(Beginning of Exercise data)
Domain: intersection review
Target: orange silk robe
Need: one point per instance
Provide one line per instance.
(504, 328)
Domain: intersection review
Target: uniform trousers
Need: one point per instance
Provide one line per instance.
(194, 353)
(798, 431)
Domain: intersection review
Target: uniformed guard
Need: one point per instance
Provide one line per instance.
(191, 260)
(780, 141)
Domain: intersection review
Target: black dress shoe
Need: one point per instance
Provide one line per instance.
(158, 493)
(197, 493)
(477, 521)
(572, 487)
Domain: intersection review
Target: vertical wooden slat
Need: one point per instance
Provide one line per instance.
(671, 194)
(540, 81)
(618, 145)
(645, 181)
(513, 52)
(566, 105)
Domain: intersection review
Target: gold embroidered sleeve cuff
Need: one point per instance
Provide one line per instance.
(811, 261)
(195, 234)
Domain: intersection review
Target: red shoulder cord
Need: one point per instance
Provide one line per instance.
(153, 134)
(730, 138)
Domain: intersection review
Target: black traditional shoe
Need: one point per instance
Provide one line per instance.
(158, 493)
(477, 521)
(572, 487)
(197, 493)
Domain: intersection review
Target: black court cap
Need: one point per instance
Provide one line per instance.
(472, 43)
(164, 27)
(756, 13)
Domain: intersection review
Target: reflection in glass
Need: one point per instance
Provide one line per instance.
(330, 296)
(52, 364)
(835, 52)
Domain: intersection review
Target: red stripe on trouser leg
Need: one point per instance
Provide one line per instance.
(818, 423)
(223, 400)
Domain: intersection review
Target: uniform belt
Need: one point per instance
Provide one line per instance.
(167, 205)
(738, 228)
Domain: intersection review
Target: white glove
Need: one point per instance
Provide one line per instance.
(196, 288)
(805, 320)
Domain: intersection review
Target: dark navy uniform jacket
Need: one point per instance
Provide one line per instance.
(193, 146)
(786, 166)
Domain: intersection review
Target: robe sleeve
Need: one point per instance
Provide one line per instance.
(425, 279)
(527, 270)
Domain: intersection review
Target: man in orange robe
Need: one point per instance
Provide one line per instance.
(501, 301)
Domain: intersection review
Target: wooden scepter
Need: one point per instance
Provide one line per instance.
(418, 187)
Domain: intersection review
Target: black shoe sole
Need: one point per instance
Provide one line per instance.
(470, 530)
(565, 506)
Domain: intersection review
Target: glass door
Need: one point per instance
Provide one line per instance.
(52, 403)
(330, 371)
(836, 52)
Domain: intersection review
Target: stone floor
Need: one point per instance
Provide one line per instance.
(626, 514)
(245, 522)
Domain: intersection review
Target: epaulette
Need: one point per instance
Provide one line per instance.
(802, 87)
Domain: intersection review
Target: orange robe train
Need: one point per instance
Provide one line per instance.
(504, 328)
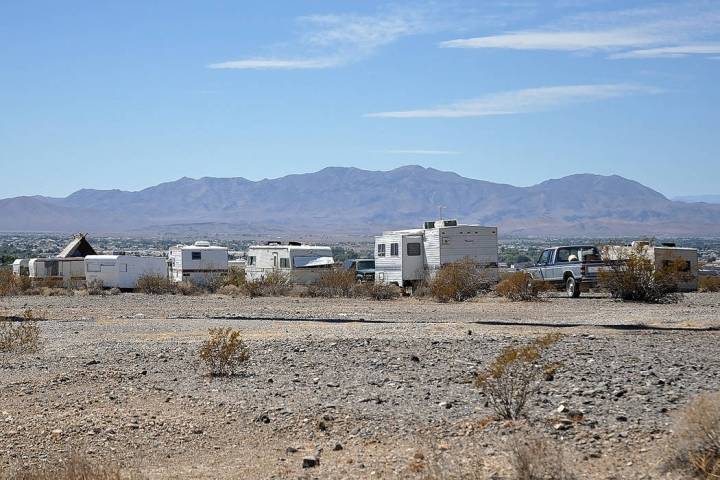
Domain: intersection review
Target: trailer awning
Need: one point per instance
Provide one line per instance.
(305, 262)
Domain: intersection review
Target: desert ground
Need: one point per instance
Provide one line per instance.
(371, 389)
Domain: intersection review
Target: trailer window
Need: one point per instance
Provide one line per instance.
(413, 249)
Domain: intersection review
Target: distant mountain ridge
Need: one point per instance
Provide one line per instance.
(342, 200)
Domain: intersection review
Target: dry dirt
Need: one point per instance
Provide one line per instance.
(373, 389)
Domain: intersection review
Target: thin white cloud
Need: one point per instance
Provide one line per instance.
(277, 64)
(422, 152)
(671, 52)
(522, 101)
(568, 41)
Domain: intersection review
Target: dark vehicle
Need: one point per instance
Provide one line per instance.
(364, 268)
(569, 268)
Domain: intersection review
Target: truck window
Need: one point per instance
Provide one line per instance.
(545, 257)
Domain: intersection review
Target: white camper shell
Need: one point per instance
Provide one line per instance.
(302, 263)
(64, 270)
(122, 271)
(662, 255)
(406, 257)
(21, 267)
(197, 263)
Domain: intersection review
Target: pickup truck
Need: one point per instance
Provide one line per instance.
(568, 268)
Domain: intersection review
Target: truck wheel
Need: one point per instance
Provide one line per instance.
(572, 287)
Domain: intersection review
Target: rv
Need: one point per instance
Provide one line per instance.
(122, 271)
(197, 263)
(407, 257)
(57, 269)
(662, 255)
(21, 267)
(302, 263)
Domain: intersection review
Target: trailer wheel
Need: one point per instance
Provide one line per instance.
(572, 287)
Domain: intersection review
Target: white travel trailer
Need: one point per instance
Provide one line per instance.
(662, 255)
(197, 263)
(62, 270)
(122, 271)
(21, 267)
(406, 257)
(302, 263)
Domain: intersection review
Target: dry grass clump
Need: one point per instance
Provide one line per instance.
(76, 467)
(20, 337)
(520, 287)
(513, 377)
(272, 284)
(335, 282)
(709, 284)
(695, 441)
(637, 279)
(459, 281)
(378, 291)
(537, 458)
(224, 351)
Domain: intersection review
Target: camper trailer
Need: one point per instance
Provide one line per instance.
(21, 267)
(406, 257)
(302, 263)
(122, 271)
(197, 263)
(57, 269)
(662, 255)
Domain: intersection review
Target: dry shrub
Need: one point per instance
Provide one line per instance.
(272, 284)
(709, 284)
(695, 441)
(459, 281)
(520, 287)
(335, 282)
(20, 337)
(378, 291)
(76, 467)
(513, 377)
(224, 351)
(154, 285)
(95, 287)
(636, 278)
(12, 284)
(536, 458)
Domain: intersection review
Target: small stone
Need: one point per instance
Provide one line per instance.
(310, 462)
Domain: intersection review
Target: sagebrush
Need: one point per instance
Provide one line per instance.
(694, 446)
(513, 377)
(224, 351)
(520, 287)
(459, 281)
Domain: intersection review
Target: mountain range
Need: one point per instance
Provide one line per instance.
(339, 200)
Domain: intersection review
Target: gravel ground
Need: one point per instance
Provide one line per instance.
(372, 389)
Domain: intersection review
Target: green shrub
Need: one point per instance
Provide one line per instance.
(513, 377)
(224, 351)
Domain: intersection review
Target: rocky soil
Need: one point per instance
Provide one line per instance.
(367, 389)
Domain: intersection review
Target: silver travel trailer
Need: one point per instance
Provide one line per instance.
(67, 270)
(302, 263)
(21, 267)
(406, 257)
(197, 263)
(122, 271)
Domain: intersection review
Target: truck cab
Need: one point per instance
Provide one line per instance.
(570, 268)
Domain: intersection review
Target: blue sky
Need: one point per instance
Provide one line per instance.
(129, 94)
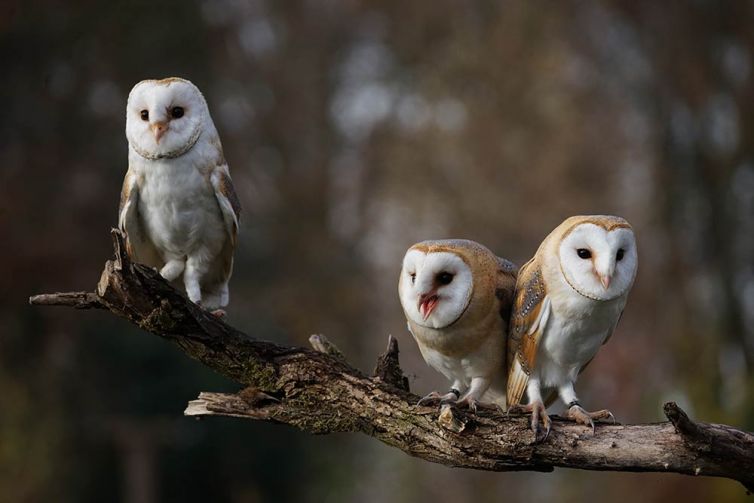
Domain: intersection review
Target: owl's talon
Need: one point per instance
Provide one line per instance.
(470, 402)
(581, 416)
(538, 411)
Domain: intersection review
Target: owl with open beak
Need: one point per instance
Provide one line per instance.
(457, 296)
(569, 298)
(178, 208)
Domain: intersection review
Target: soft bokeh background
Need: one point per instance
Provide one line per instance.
(354, 129)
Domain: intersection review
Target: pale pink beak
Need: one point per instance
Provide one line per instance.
(427, 303)
(605, 280)
(158, 129)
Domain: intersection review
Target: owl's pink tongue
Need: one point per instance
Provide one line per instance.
(428, 305)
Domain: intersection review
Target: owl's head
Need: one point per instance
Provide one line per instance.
(598, 256)
(439, 279)
(164, 118)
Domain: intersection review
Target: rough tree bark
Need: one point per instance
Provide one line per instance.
(319, 392)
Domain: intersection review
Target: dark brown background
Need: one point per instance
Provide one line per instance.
(354, 129)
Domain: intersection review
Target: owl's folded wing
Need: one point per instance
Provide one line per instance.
(231, 211)
(227, 199)
(138, 245)
(531, 309)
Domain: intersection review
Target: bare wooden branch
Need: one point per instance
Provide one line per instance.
(318, 392)
(79, 300)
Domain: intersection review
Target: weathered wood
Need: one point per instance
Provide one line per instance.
(319, 392)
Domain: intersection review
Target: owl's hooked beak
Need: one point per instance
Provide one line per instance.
(158, 130)
(605, 280)
(427, 303)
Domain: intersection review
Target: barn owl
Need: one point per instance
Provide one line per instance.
(178, 208)
(568, 300)
(457, 297)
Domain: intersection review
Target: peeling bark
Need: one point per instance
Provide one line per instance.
(319, 392)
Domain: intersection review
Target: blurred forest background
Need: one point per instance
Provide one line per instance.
(354, 129)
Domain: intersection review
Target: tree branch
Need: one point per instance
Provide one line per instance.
(319, 392)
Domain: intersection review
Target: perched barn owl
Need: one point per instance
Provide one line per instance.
(178, 207)
(568, 300)
(457, 297)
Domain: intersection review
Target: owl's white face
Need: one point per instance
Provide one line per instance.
(598, 263)
(164, 118)
(435, 288)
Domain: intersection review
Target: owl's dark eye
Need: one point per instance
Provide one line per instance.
(584, 253)
(444, 278)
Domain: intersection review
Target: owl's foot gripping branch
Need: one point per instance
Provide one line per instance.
(319, 392)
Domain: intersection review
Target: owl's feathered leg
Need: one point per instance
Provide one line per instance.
(470, 399)
(196, 269)
(172, 269)
(576, 412)
(536, 408)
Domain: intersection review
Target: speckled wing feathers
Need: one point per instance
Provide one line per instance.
(231, 211)
(531, 308)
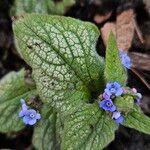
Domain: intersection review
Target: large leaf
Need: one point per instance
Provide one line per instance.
(138, 121)
(41, 6)
(12, 88)
(61, 52)
(114, 70)
(88, 129)
(47, 133)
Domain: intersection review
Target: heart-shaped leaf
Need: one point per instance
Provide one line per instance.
(48, 131)
(137, 120)
(12, 88)
(89, 128)
(45, 6)
(61, 52)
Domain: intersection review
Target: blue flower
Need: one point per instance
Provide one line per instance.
(107, 105)
(125, 59)
(113, 89)
(138, 95)
(117, 117)
(30, 116)
(106, 96)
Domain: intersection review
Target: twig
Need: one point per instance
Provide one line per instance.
(138, 31)
(141, 78)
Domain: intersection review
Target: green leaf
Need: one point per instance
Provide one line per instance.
(47, 133)
(90, 128)
(41, 6)
(114, 70)
(12, 88)
(137, 120)
(61, 52)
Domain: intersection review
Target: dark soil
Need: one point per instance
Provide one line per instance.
(126, 139)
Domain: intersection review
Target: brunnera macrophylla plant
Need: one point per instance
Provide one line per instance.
(84, 98)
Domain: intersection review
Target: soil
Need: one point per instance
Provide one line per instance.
(126, 139)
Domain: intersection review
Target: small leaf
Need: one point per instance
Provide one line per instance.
(89, 128)
(47, 133)
(12, 88)
(61, 52)
(137, 120)
(114, 70)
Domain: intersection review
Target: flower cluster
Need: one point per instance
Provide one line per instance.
(30, 116)
(112, 89)
(125, 59)
(138, 96)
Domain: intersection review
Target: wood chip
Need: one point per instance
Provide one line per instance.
(140, 61)
(125, 29)
(101, 18)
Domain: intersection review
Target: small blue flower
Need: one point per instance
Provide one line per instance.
(117, 117)
(30, 116)
(106, 96)
(107, 105)
(113, 89)
(138, 95)
(125, 59)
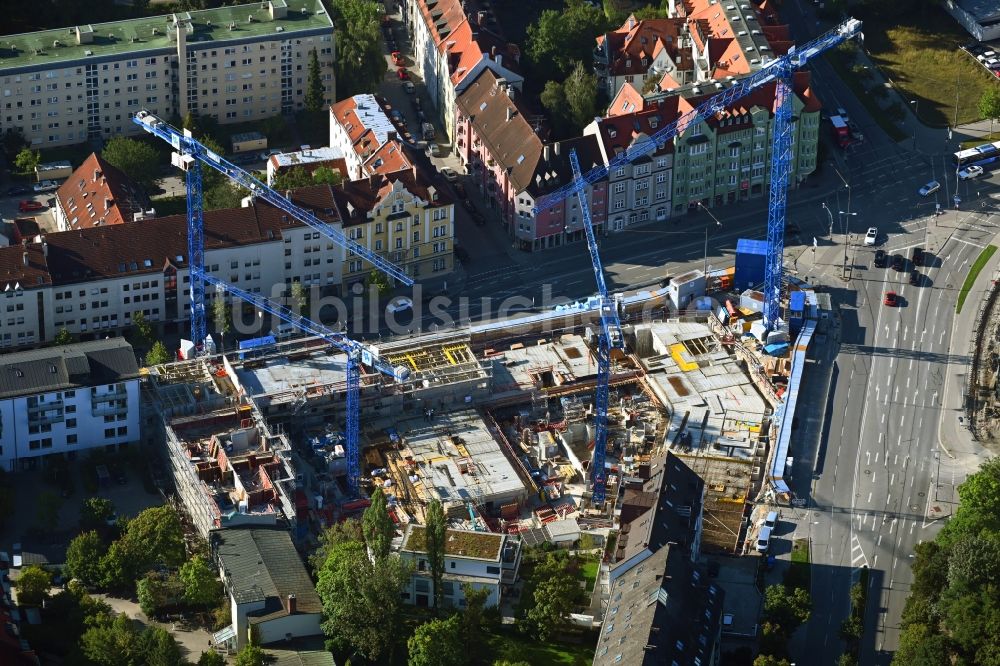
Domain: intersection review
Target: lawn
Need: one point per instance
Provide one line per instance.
(970, 279)
(920, 52)
(518, 648)
(798, 574)
(589, 569)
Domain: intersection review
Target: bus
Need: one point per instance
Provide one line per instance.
(980, 155)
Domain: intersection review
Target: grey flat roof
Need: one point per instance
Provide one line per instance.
(66, 367)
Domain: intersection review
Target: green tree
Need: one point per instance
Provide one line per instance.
(201, 585)
(314, 85)
(581, 95)
(83, 557)
(211, 659)
(560, 38)
(95, 512)
(27, 159)
(361, 597)
(379, 280)
(438, 643)
(137, 159)
(47, 508)
(292, 179)
(360, 63)
(160, 648)
(157, 354)
(768, 660)
(142, 329)
(786, 607)
(378, 526)
(33, 585)
(113, 642)
(63, 337)
(436, 538)
(251, 655)
(554, 596)
(327, 176)
(152, 538)
(474, 615)
(989, 105)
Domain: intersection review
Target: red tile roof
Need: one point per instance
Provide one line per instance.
(69, 257)
(98, 193)
(499, 123)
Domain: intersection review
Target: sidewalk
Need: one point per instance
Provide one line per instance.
(959, 455)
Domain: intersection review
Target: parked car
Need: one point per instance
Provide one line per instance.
(930, 188)
(968, 172)
(399, 304)
(28, 206)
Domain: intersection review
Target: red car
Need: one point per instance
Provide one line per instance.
(28, 206)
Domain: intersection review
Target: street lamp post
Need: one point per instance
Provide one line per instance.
(843, 228)
(718, 224)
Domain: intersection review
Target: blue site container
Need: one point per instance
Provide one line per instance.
(751, 258)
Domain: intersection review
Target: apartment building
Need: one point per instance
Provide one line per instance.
(512, 168)
(727, 158)
(642, 53)
(369, 140)
(237, 63)
(270, 592)
(453, 43)
(92, 281)
(65, 399)
(480, 559)
(640, 191)
(402, 217)
(98, 193)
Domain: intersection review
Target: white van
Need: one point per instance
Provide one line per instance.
(763, 539)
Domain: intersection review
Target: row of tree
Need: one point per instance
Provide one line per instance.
(952, 615)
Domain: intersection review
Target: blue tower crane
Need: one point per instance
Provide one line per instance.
(610, 337)
(190, 156)
(778, 71)
(357, 355)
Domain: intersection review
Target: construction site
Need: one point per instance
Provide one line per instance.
(500, 432)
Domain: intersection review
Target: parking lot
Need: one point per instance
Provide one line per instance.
(986, 55)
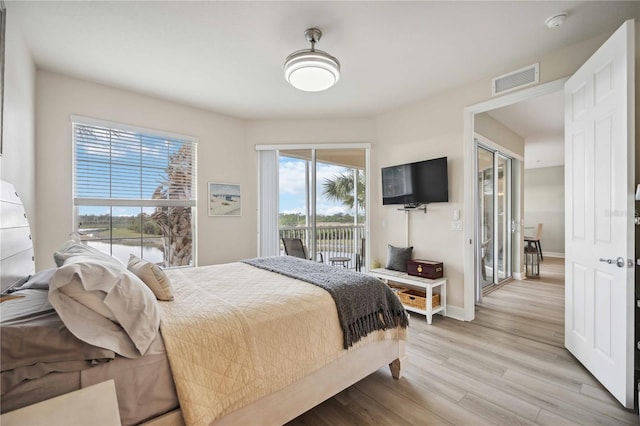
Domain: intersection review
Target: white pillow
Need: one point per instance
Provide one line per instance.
(105, 305)
(152, 276)
(73, 248)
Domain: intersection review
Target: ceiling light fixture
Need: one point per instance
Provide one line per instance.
(311, 70)
(556, 20)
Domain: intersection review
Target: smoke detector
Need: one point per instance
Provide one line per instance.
(556, 20)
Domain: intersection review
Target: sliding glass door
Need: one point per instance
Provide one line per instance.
(494, 216)
(321, 200)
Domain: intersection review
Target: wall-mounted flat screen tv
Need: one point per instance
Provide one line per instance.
(416, 183)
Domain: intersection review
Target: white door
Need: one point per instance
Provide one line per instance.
(599, 240)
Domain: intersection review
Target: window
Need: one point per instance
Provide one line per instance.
(135, 192)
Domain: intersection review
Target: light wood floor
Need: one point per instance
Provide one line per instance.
(507, 367)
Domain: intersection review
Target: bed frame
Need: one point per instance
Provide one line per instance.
(16, 260)
(295, 399)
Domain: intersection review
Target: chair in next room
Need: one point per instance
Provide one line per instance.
(535, 239)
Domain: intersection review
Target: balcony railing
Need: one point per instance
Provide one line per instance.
(332, 241)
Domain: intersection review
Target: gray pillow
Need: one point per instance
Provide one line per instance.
(397, 258)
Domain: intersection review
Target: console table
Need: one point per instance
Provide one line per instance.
(424, 283)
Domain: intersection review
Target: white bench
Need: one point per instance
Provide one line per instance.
(423, 283)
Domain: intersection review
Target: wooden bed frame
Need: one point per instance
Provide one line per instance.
(277, 408)
(290, 402)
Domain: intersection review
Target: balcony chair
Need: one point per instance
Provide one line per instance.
(294, 247)
(360, 256)
(535, 239)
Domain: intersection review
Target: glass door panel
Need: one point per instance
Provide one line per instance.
(503, 249)
(321, 201)
(486, 219)
(494, 217)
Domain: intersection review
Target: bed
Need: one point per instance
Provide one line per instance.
(238, 344)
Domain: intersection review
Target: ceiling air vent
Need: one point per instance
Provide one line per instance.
(515, 80)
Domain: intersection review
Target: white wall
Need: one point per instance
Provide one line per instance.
(432, 128)
(499, 134)
(222, 157)
(544, 203)
(17, 164)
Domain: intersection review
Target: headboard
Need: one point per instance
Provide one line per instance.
(16, 247)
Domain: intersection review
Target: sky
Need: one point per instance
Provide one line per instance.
(155, 152)
(292, 185)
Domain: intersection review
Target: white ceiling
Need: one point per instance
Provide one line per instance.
(540, 121)
(228, 56)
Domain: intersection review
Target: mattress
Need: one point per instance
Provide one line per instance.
(41, 360)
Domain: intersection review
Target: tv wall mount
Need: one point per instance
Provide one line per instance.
(412, 207)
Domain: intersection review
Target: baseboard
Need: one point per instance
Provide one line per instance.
(455, 312)
(553, 254)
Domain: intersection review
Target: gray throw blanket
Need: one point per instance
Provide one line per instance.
(364, 303)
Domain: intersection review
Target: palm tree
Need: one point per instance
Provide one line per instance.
(175, 221)
(340, 188)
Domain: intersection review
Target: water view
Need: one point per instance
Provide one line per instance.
(122, 252)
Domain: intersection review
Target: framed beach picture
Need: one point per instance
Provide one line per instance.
(224, 199)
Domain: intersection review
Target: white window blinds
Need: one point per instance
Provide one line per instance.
(130, 167)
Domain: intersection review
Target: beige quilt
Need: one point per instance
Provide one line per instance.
(235, 333)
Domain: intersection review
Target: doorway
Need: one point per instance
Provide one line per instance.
(322, 202)
(494, 217)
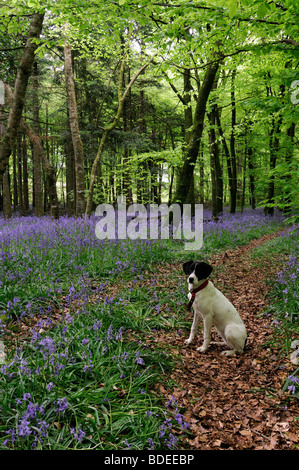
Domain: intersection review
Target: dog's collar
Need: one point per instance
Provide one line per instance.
(194, 291)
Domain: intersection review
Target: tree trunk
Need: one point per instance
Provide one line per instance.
(37, 164)
(108, 129)
(6, 189)
(35, 141)
(20, 172)
(187, 170)
(25, 175)
(274, 146)
(288, 159)
(20, 88)
(74, 126)
(232, 164)
(216, 170)
(70, 176)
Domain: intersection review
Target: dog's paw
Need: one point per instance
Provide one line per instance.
(230, 352)
(202, 349)
(188, 341)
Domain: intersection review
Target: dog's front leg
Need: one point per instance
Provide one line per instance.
(194, 327)
(207, 334)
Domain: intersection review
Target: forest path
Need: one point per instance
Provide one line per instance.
(234, 402)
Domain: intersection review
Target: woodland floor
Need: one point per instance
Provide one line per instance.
(235, 402)
(232, 403)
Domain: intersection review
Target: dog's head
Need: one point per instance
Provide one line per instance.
(196, 271)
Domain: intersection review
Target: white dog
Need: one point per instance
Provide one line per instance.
(215, 309)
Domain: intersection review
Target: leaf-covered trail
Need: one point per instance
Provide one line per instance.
(235, 402)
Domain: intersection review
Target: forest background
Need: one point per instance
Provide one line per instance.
(159, 101)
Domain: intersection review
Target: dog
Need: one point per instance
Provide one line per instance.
(214, 308)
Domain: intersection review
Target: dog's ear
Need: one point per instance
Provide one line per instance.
(203, 270)
(187, 267)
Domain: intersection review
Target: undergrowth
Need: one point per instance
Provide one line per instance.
(74, 377)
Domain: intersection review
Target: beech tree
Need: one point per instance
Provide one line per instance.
(20, 89)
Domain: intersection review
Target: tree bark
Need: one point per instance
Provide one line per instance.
(232, 161)
(75, 131)
(187, 170)
(37, 164)
(36, 143)
(274, 147)
(20, 88)
(216, 170)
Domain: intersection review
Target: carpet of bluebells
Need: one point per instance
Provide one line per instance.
(75, 379)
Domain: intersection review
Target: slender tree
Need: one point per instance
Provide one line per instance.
(20, 89)
(75, 131)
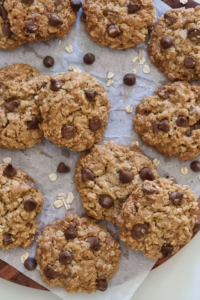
(End of Exercise data)
> _Assignment_: Among the records above, find each line holding the string "shrub" and pull it out.

> _Problem solution_:
Target: dry shrub
Target: green shrub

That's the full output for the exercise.